(Raw data)
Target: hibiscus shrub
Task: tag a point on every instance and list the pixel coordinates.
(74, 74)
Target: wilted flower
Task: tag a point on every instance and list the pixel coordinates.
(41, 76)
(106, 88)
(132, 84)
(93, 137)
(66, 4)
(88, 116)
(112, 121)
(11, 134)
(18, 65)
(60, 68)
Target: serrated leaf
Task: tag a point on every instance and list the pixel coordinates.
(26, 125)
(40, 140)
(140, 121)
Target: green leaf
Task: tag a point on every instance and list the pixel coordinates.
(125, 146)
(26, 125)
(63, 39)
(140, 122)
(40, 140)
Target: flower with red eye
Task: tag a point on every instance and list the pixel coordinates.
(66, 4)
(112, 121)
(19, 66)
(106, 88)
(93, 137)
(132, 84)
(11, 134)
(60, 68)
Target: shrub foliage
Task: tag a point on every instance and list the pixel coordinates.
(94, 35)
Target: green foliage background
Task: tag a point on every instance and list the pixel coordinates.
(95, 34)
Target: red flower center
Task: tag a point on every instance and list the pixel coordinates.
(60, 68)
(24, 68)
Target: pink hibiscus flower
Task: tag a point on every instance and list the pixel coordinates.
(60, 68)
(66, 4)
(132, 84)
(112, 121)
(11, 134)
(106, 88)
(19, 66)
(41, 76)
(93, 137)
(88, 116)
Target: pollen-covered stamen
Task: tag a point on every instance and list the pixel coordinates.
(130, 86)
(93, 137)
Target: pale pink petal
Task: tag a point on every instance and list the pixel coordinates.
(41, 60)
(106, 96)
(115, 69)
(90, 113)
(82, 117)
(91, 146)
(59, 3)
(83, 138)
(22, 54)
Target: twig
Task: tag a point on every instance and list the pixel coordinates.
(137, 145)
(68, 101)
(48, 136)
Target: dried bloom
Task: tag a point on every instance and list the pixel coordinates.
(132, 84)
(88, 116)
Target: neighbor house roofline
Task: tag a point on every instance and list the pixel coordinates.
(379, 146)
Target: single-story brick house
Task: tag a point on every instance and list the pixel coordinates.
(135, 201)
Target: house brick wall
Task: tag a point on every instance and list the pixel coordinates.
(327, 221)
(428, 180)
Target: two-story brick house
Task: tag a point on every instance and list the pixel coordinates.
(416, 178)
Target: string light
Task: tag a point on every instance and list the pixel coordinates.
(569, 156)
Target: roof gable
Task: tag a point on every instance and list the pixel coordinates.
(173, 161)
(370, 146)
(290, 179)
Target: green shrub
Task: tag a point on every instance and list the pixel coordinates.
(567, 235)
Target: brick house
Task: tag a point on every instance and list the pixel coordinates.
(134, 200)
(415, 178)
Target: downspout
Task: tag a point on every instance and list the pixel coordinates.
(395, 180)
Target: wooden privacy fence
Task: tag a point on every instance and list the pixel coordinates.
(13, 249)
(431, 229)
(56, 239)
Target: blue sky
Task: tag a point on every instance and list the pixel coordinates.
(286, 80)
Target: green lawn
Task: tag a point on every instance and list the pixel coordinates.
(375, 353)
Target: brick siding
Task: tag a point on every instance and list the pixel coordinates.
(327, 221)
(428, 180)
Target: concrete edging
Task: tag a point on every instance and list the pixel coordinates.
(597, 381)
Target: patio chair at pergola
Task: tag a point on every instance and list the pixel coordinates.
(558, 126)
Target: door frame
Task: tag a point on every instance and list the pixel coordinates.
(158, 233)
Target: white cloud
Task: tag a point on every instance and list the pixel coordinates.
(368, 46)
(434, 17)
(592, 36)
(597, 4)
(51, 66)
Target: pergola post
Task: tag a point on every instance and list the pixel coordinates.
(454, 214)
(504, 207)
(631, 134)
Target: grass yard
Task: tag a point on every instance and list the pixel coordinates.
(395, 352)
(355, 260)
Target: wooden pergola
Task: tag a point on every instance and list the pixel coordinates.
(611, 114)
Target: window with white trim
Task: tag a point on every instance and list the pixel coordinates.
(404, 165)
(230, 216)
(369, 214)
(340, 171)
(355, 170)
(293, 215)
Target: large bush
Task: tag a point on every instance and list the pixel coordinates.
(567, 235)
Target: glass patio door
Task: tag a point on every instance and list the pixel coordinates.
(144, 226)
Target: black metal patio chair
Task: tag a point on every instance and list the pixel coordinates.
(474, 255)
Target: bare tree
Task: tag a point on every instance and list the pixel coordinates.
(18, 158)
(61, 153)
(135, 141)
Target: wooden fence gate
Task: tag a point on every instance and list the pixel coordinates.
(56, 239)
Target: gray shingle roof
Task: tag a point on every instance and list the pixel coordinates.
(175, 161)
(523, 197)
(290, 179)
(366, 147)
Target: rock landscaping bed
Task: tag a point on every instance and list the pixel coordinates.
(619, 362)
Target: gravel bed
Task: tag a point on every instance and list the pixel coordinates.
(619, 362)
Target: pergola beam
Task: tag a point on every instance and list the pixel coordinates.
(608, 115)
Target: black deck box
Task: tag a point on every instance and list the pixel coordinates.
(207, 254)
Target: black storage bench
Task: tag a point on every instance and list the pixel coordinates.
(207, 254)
==
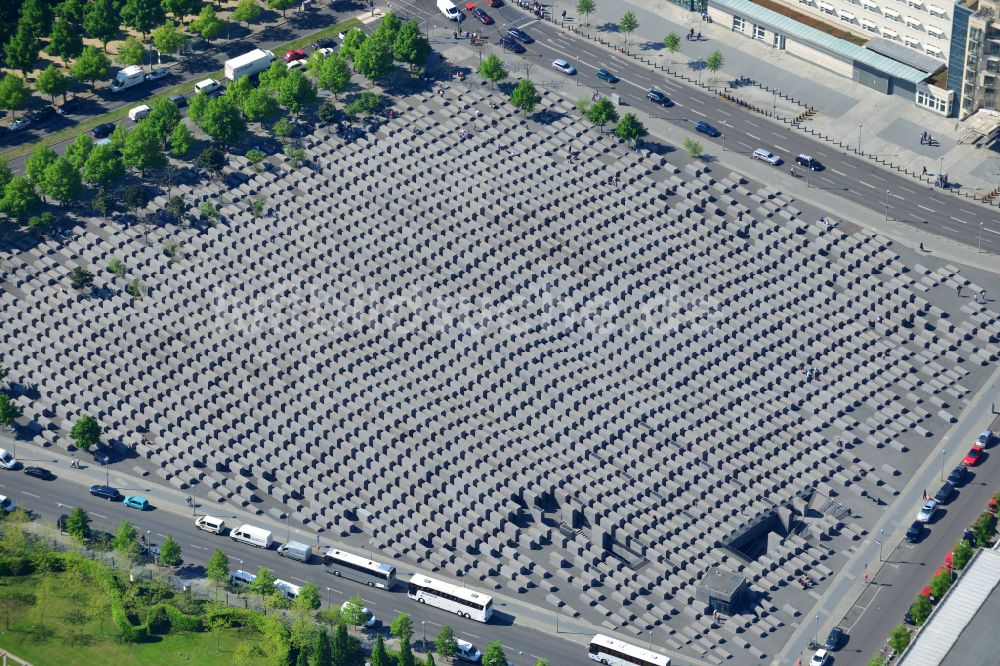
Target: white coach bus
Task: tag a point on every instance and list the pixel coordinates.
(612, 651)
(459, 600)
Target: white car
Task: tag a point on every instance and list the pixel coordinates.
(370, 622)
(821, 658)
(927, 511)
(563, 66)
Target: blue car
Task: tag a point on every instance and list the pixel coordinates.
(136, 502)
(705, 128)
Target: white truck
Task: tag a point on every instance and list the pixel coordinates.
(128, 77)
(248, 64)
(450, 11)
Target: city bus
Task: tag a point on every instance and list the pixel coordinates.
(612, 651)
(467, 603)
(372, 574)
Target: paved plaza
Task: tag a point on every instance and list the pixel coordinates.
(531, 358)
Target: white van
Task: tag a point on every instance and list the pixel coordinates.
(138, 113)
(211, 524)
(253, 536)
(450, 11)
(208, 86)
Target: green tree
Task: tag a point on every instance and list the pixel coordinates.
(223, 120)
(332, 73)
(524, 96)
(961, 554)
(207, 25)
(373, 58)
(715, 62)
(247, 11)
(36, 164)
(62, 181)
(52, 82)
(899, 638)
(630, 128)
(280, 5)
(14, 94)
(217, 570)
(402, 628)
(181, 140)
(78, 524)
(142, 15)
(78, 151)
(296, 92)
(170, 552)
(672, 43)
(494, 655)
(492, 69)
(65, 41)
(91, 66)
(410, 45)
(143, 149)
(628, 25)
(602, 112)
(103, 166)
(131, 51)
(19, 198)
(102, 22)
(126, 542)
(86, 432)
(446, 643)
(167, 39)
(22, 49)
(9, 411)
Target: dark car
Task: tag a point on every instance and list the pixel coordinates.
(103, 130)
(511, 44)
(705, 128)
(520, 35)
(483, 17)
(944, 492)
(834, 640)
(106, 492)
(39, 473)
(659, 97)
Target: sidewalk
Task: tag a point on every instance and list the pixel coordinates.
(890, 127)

(Work to be completed)
Collect every line of the data above that contains the word "white". Case counts.

(Reply to the task)
Target: white cloud
Target: window with white trim
Target: white coach bus
Target: white car
Target: white truck
Target: white van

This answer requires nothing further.